From the line with "asphalt in the photo above." through the final line, transcribe the material below character for character; include no other lines.

**** DATA ****

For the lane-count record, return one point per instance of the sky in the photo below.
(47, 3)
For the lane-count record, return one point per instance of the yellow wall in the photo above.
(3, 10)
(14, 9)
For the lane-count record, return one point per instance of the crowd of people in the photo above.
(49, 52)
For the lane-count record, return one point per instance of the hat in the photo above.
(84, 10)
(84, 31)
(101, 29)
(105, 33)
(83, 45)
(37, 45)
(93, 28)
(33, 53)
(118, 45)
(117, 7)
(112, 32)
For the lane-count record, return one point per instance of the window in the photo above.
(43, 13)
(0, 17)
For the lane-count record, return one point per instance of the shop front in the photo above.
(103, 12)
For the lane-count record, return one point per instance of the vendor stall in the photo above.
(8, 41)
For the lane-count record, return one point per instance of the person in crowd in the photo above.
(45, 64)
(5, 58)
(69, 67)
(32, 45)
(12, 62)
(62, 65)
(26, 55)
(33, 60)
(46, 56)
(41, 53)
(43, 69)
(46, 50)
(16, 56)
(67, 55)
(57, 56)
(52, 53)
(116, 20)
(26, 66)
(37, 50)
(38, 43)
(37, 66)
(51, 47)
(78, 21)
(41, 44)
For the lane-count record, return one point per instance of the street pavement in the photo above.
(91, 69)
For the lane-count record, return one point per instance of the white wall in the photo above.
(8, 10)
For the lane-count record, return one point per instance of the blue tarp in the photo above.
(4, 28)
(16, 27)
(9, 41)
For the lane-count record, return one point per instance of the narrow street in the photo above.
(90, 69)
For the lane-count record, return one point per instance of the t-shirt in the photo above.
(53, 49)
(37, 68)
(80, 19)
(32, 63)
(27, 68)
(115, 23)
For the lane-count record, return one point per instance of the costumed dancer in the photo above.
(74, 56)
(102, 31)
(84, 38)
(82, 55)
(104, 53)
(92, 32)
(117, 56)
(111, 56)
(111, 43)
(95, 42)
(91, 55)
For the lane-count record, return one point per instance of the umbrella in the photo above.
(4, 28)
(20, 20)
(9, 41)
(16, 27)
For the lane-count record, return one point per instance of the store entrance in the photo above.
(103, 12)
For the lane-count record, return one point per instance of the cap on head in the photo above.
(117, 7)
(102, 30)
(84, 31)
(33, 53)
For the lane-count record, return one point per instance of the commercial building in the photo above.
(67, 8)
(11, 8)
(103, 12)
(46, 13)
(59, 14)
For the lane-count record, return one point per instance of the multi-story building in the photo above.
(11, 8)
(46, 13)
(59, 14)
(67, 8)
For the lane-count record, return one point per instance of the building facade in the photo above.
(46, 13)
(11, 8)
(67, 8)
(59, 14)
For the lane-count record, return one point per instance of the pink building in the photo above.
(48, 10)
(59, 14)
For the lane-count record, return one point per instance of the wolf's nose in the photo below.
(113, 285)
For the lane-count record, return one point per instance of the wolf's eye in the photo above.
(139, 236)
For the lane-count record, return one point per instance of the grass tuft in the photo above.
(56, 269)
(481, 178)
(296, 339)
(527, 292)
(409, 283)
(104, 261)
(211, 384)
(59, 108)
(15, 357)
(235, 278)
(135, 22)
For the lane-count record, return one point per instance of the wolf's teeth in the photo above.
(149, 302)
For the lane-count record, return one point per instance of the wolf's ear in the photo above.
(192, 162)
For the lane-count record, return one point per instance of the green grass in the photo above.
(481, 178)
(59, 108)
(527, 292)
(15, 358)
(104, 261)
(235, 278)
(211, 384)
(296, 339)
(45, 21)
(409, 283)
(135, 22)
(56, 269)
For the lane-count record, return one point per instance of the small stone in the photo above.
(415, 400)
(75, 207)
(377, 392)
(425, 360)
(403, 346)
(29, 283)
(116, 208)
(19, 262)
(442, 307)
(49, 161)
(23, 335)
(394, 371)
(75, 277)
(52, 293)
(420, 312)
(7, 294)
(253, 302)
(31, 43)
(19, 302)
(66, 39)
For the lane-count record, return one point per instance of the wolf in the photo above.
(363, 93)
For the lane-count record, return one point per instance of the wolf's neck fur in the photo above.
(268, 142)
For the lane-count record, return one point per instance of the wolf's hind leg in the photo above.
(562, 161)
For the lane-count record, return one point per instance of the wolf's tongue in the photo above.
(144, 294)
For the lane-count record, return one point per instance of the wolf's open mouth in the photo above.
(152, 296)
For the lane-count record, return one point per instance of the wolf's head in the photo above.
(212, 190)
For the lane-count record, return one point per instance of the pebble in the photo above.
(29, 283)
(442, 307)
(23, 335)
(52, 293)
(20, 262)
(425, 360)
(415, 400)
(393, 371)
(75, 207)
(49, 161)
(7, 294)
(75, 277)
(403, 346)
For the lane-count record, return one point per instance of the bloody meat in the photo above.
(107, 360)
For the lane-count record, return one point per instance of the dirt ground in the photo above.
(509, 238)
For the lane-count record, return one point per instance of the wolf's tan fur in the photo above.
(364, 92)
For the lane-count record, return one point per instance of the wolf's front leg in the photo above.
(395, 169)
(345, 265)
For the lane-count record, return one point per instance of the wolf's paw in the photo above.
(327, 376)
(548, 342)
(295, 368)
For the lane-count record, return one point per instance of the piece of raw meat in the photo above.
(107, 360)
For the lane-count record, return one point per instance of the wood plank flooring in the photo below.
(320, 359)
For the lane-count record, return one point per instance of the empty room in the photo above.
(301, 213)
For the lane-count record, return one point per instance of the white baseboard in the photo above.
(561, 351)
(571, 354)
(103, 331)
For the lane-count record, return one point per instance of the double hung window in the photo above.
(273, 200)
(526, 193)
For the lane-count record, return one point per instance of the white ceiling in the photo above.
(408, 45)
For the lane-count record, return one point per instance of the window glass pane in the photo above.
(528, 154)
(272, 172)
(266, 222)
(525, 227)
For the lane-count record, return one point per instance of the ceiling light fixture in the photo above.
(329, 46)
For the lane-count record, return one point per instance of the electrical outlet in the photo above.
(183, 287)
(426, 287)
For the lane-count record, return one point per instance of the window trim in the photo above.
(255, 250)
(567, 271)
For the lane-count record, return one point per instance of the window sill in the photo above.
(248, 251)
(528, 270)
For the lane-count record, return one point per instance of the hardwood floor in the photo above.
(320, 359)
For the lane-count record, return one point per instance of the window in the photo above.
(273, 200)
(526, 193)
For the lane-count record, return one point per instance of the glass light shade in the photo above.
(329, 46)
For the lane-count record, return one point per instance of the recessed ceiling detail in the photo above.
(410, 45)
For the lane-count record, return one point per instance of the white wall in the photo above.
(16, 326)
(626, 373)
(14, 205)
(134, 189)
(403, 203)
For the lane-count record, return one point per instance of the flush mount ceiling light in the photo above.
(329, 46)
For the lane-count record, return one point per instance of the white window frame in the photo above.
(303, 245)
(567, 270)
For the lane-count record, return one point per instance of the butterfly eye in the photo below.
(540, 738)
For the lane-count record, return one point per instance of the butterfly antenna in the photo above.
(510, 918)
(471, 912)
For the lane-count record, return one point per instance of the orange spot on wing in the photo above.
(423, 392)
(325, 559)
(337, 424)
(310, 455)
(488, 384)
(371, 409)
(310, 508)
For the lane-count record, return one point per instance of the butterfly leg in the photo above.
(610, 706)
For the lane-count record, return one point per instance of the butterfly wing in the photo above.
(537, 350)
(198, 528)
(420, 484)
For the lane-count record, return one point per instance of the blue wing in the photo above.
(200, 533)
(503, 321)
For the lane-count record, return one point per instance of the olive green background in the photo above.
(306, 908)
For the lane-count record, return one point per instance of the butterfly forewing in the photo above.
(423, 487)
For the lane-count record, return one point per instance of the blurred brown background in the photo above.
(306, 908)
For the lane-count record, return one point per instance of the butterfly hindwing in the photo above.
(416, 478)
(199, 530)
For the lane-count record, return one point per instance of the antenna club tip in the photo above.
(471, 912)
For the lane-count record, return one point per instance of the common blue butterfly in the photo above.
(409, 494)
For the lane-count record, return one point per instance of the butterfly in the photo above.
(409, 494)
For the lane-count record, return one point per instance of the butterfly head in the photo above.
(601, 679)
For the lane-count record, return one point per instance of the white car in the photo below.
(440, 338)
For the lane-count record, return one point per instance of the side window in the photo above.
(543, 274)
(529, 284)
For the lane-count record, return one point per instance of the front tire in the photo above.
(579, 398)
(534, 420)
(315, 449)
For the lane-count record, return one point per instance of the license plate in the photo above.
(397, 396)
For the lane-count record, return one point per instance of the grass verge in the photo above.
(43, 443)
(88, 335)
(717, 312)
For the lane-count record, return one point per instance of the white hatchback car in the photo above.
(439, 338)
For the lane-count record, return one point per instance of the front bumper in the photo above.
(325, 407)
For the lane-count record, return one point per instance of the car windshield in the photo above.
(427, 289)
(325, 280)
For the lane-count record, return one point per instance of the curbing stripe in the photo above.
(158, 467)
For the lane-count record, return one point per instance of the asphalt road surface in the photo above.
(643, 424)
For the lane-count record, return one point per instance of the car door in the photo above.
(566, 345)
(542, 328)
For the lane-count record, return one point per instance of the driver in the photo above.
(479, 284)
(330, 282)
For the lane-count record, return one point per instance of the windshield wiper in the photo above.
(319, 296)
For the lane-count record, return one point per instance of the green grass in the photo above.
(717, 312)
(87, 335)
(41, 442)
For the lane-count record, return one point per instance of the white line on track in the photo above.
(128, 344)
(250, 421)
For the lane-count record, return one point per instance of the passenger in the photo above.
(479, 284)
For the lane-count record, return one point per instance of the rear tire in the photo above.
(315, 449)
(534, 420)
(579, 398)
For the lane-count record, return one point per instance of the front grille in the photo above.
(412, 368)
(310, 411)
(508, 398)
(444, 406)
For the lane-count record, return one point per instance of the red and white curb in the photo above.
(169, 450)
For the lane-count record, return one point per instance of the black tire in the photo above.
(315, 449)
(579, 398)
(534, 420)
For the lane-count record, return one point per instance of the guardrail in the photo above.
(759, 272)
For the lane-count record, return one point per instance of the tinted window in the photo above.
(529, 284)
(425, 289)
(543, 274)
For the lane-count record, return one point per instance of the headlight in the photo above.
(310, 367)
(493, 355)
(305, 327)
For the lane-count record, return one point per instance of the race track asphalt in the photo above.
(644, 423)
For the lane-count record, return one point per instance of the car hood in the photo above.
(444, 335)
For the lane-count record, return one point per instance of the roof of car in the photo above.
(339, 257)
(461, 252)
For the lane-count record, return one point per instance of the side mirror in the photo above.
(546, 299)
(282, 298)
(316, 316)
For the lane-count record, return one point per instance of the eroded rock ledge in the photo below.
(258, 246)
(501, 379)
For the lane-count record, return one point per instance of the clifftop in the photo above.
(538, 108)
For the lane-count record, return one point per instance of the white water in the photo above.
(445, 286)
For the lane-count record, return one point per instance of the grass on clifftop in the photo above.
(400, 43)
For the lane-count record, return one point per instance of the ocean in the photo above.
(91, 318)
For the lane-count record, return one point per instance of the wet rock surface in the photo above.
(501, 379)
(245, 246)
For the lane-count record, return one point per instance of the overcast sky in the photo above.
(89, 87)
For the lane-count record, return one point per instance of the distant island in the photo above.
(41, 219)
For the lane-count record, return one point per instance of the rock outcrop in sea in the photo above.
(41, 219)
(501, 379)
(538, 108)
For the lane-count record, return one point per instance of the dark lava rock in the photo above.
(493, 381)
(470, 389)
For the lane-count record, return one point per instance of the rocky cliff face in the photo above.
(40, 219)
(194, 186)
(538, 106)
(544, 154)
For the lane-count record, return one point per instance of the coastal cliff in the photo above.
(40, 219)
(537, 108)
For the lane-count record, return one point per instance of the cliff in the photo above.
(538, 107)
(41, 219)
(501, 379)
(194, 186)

****

EXERCISE SOLUTION:
For the lane-count record, return one point per instance of the race track asphalt in the photo above.
(644, 423)
For the lane-count record, return one point per instance of the car hood in the photo above.
(444, 335)
For the lane-count record, return one point per instance of the roof of car in the photo above.
(339, 257)
(461, 252)
For the lane-count record, return one point per instance of the side mirror in the photo above.
(546, 299)
(282, 298)
(316, 316)
For the lane-count record, return one point per instance of the eroded rock ledge in the photo below.
(258, 246)
(501, 379)
For the lane-count record, return one point per instance of the clifftop in the photo above.
(538, 108)
For the lane-count record, return one point per instance of the white water in the photo above.
(445, 286)
For the lane-count record, return one point per instance of the grass on clifftop in the photo above.
(400, 43)
For the lane-count record, return one point per instance of the ocean in the photo above.
(91, 318)
For the lane-count record, return one point per instance of the wet rock surface in the photo above.
(501, 379)
(245, 246)
For the lane-count record, return one point per instance of the overcast sky in the photo above.
(89, 87)
For the lane-count record, return one point per instance of the distant island in the photo above.
(41, 219)
For the lane-count record, return one point per instance of the rock outcrop in sea in the photo above.
(41, 219)
(501, 379)
(538, 108)
For the lane-count record, return one point per instance of the dark lava rock in the photo above.
(493, 381)
(470, 389)
For the lane-count record, return one point per instance of the rocky cliff face in the photo above.
(40, 219)
(194, 186)
(538, 106)
(544, 154)
For the lane-count record, return one point per instance of the coastal cliff in the photo above.
(40, 219)
(537, 108)
For the lane-count record, return one point per instance of the cliff in the photo above.
(538, 107)
(41, 219)
(501, 379)
(194, 186)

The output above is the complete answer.